┌──

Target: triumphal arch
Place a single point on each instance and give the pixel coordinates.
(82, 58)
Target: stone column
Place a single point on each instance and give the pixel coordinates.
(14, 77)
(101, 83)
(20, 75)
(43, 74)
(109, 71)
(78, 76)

└──

» THE TASK: Render the entire listing above as a numbered list with one line per item, leaving out any blank lines.

» EXERCISE RESPONSE:
1. Target: triumphal arch
2. Place a single point on each instance and give the pixel coordinates.
3. (82, 58)
4. Target: stone column
5. Place a single point on each instance and give the pixel coordinates.
6. (14, 77)
7. (101, 83)
8. (20, 75)
9. (43, 74)
10. (109, 71)
11. (78, 76)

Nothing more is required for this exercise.